Menurut teks tentang vaginismus, di bagian mana otot-otot vagina yang mengalami kontraksi berlebih banyak terdapat?
:: BLOK TEKS
Padahal, usut punya usut ternyata bukan tempatnya yang menyebabkan kejadian gancet, melainkan karena situasi berintim-intim itu sendiri yang dirasakan begitu menegangkan. Semisal takut ketahuan karena dilakukan bukan dengan suaminya, tetapi dengan pria selingkuhannya.
PEMBULUH DARAH PECAH
Sejauh ini, lanjut Ferryal, kasus vaginismus memang tidak menyebabkan kematian tapi hanya sebatas kepanikan dan kesakitan luar biasa pada pihak suami. Penyebabnya, otot-otot vagina yang mengalami kontraksi berlebih tadi, banyak terdapat di bagian permukaan saja. Sedangkan di bagian dalamnya nyaris tidak ada.
Alhasil, begitu terjepit, darah yang sudah telanjur masuk ke dalam penis yang mengalami ereksi, tak bisa kembali dipompa ke luar. Akibatnya, makin lama penis makin bengkak dan kian sakit. "Kalau didiamkan terus-menerus, jelas berbahaya, dong. Setidaknya pembuluh-pembulu darah halus di penis akan pecah. Bukan tidak mungkin kondisi ini di kelak kemudian hari menimbulkan gangguan ereksi." Namun biasanya, kata Ferryal, jarang terjadi karena begitu memiliki pengalaman seperti ini, yang bersangkutan pasti akan mencari pertolongan medis.
::::
:: DATA MATERIAL
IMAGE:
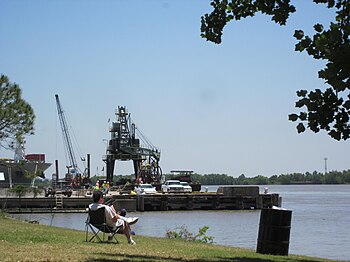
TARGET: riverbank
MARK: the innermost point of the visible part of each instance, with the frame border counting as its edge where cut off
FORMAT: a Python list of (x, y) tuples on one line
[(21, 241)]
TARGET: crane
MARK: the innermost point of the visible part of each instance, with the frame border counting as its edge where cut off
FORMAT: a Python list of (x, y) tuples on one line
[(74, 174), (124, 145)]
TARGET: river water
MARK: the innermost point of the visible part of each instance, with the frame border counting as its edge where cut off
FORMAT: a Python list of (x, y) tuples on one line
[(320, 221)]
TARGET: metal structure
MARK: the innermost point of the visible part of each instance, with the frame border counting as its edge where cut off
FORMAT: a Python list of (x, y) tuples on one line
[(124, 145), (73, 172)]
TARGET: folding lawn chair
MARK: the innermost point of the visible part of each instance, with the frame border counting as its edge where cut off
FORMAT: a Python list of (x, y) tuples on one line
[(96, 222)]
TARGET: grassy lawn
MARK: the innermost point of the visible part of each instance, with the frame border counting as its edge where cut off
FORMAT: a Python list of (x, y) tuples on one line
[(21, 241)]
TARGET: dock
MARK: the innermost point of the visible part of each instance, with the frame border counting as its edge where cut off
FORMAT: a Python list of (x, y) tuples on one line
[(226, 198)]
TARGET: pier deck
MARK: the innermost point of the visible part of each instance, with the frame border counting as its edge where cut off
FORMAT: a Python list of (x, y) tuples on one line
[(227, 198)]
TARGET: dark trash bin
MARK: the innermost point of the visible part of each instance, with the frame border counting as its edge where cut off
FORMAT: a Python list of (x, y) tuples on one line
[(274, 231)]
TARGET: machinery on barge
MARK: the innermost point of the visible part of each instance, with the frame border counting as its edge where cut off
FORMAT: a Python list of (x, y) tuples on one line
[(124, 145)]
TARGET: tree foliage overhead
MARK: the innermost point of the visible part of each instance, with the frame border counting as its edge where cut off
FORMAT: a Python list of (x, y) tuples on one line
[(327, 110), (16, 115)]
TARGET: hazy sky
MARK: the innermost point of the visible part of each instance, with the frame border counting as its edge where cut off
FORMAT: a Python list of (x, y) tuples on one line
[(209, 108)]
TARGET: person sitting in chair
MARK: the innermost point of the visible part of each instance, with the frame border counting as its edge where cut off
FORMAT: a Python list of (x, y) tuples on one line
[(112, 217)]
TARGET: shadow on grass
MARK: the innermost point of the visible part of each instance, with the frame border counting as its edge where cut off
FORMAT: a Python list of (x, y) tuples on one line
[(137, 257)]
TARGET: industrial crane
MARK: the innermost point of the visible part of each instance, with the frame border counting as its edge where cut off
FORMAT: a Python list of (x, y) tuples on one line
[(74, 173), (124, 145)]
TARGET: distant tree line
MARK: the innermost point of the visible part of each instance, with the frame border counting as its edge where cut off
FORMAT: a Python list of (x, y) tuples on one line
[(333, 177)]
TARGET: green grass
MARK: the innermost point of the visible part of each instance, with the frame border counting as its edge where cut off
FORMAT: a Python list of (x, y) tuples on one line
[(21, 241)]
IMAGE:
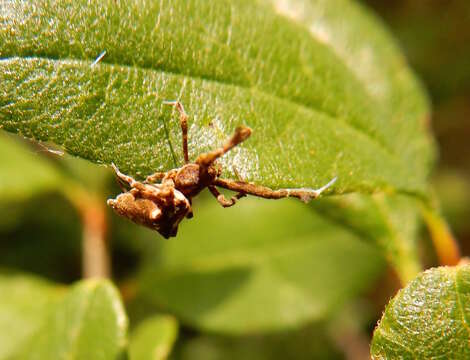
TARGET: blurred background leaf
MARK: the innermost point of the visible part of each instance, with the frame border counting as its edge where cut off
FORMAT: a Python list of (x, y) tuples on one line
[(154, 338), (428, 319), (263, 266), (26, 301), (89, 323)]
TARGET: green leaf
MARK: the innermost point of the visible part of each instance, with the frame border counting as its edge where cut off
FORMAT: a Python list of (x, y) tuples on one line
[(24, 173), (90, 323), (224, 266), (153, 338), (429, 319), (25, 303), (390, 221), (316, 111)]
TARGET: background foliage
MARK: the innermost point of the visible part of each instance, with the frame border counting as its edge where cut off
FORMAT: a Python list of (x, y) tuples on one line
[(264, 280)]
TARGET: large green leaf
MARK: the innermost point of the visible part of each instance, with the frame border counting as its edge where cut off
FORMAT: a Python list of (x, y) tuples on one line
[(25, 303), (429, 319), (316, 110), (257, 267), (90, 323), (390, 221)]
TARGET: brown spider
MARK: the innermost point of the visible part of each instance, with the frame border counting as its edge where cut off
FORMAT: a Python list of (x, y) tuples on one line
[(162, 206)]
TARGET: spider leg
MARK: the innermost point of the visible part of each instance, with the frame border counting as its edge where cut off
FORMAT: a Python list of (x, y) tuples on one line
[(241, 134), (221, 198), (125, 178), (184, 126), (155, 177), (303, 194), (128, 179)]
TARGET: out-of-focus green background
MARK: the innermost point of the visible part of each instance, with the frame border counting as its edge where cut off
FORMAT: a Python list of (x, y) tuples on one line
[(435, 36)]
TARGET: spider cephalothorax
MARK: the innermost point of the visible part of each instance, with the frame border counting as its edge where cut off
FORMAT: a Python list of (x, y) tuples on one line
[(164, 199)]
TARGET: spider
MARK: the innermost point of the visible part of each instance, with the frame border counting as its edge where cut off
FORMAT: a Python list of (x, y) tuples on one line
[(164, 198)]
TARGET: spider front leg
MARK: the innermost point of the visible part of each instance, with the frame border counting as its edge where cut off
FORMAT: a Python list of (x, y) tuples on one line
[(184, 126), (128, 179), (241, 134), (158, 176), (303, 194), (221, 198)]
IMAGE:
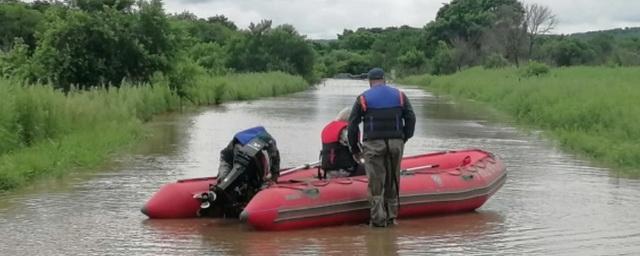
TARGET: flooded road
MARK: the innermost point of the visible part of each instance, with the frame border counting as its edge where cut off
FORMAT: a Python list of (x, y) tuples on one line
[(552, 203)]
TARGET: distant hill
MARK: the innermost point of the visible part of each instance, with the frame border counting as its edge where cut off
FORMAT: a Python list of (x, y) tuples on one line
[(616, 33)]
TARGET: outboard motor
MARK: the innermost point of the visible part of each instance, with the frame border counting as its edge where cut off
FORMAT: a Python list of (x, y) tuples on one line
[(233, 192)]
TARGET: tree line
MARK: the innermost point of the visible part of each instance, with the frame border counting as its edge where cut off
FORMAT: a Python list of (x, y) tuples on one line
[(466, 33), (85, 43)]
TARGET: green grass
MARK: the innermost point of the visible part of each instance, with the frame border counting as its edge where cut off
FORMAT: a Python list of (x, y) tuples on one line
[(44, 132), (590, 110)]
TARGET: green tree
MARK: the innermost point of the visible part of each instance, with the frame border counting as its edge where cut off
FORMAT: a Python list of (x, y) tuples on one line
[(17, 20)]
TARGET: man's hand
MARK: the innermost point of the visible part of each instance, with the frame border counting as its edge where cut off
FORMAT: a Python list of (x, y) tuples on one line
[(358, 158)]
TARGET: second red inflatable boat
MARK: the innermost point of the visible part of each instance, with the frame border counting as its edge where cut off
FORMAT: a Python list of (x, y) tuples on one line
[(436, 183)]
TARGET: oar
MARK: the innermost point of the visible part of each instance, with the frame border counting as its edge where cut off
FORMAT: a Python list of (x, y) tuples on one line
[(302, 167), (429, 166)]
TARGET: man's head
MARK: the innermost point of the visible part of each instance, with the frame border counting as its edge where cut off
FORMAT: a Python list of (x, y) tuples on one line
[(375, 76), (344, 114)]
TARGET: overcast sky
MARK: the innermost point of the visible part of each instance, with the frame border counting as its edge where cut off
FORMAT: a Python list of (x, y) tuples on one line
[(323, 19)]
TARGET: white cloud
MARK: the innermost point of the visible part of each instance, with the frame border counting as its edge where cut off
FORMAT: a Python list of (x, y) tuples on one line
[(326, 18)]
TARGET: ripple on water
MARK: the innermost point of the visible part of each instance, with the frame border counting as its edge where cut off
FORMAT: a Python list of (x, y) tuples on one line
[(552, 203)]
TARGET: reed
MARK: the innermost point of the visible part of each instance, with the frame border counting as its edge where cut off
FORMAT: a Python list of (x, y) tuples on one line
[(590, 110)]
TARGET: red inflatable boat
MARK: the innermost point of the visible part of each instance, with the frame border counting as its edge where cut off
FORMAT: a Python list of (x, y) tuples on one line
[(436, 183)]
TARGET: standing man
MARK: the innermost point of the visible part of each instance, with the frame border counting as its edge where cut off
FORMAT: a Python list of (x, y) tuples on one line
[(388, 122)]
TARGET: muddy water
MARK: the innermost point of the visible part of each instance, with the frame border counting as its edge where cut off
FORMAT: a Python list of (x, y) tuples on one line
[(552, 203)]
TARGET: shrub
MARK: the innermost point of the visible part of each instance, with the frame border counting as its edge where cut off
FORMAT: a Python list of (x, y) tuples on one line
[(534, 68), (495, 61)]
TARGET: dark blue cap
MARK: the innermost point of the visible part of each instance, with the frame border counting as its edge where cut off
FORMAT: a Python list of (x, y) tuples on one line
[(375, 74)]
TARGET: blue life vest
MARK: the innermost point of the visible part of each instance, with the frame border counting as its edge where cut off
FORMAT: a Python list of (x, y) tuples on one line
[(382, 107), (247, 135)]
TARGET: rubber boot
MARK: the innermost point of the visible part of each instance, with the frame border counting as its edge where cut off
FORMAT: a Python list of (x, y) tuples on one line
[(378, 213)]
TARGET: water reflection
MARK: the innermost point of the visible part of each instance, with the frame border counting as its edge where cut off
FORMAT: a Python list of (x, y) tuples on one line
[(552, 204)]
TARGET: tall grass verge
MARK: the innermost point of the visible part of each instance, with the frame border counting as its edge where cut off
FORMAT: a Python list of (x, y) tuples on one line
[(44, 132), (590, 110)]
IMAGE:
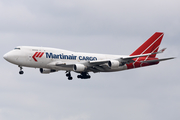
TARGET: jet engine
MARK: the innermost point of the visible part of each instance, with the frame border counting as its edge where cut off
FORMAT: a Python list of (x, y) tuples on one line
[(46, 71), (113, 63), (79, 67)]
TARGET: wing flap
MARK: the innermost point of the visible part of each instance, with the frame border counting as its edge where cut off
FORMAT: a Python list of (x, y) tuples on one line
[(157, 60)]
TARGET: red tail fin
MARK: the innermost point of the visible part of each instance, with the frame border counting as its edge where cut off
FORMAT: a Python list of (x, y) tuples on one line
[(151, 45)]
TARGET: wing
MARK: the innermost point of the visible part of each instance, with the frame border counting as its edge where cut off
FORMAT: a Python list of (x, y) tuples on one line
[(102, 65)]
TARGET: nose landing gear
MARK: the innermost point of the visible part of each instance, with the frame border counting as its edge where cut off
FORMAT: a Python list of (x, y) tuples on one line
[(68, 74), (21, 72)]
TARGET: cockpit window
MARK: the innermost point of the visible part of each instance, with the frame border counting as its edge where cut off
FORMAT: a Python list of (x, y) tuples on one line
::::
- JAWABAN TUGAS
Otot-otot itu banyak terdapat di bagian permukaan saja.